━━━ SOURCE RECORDS ━━━
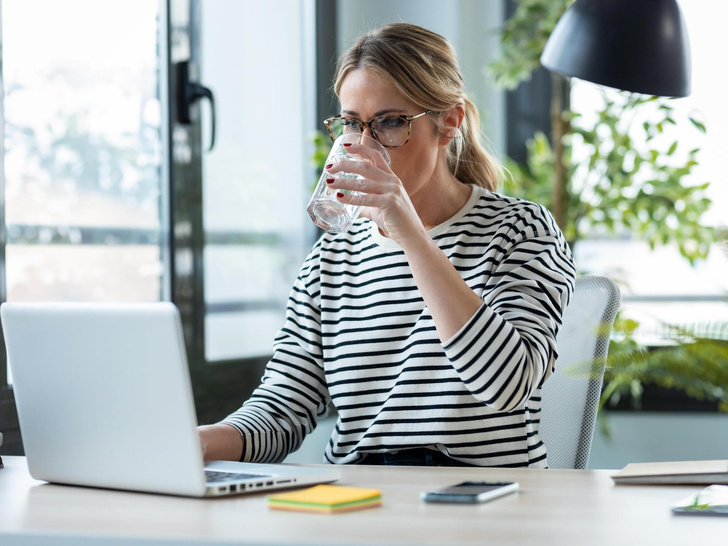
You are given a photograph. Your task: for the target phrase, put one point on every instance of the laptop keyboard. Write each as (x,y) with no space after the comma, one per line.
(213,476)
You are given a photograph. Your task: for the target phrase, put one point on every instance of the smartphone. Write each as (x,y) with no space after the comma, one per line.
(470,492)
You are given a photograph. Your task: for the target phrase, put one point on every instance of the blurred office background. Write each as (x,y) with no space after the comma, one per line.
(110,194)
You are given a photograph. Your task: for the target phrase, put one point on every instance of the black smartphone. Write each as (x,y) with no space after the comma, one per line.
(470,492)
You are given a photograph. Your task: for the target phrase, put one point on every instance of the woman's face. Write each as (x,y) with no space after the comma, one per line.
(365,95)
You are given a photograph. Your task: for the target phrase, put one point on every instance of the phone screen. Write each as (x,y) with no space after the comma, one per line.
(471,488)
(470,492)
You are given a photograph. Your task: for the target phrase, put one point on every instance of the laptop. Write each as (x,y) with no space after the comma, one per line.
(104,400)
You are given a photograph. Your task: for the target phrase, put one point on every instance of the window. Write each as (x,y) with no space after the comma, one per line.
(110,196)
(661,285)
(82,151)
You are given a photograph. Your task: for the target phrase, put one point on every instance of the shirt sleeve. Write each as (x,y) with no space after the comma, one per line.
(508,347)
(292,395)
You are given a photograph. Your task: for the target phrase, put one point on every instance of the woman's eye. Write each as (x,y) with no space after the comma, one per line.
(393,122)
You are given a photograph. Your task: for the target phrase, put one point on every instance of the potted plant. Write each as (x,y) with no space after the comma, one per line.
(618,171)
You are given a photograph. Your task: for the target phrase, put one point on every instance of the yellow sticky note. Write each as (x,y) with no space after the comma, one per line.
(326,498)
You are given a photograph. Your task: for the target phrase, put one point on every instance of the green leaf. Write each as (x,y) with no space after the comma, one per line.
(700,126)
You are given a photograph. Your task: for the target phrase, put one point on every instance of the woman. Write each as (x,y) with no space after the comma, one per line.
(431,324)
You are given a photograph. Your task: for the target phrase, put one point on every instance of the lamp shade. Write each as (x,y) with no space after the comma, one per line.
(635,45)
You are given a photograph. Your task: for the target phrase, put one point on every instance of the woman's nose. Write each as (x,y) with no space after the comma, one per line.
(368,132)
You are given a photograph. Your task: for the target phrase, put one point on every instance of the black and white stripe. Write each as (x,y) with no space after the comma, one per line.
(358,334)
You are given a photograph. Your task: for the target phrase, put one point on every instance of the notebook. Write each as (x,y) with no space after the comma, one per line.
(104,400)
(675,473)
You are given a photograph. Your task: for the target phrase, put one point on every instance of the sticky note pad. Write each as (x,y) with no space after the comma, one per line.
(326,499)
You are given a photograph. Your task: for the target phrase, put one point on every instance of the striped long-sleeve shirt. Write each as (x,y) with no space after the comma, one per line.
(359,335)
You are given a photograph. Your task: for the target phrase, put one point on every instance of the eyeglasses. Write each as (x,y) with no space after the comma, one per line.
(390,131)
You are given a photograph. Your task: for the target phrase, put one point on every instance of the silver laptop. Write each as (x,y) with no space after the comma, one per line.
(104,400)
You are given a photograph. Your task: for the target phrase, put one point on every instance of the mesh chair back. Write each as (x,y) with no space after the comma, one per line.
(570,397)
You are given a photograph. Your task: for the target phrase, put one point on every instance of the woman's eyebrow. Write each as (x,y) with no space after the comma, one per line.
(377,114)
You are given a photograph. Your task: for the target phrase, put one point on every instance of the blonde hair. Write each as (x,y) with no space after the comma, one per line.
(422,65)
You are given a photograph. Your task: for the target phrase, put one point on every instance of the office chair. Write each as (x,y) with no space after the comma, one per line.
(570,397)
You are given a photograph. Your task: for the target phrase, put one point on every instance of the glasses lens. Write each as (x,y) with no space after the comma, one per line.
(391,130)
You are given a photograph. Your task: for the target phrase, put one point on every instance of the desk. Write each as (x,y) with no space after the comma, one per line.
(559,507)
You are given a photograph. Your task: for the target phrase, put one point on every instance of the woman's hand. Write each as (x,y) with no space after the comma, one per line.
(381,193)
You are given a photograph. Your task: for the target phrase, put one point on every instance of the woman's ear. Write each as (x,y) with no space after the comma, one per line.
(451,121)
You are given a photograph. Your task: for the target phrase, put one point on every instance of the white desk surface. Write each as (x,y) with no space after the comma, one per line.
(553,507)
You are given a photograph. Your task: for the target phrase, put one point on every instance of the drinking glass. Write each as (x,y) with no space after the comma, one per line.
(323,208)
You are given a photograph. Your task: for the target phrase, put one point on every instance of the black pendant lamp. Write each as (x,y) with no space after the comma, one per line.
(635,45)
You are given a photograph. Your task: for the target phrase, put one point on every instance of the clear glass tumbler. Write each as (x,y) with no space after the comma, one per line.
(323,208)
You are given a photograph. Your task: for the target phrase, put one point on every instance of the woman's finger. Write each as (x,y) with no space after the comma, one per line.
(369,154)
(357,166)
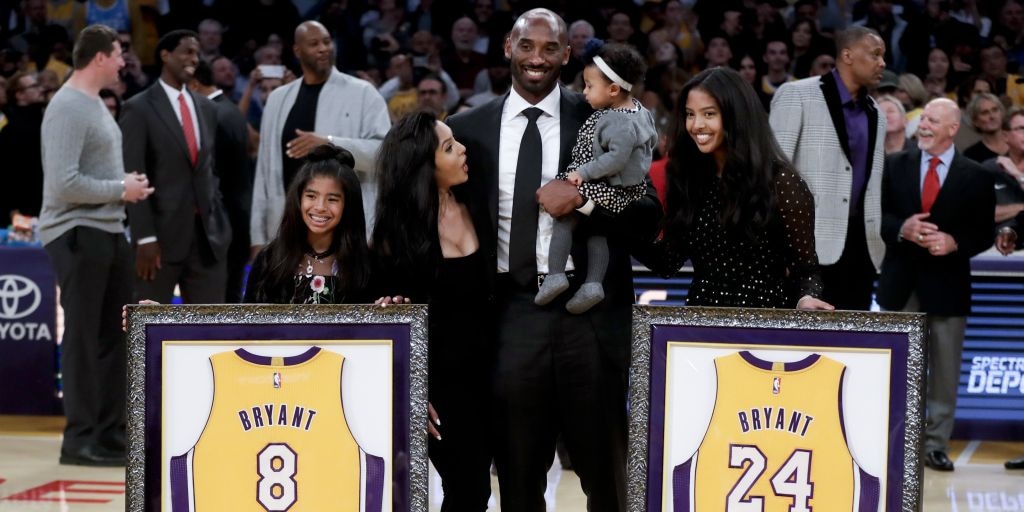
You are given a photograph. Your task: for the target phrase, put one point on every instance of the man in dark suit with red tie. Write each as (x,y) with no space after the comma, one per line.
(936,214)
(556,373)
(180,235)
━━━
## TO DO
Return exactly, and only, the lines that run from the line containing "the woman's finger." to the last line of the entries above, both ends included, with pictures left out.

## RESPONSE TO THE EXERCISE
You are given a photograph. Your task: for the target phrase, put one point on every instance of the woman's finger. Write each as (x,y) with no space after the comma, one per line.
(369,154)
(357,166)
You are given a photograph. Your task: for the target phrase, put one point on every instance of the man in dark suit with red tie. Write each as (x,y) with no space after the comma, one per line.
(936,214)
(556,373)
(180,235)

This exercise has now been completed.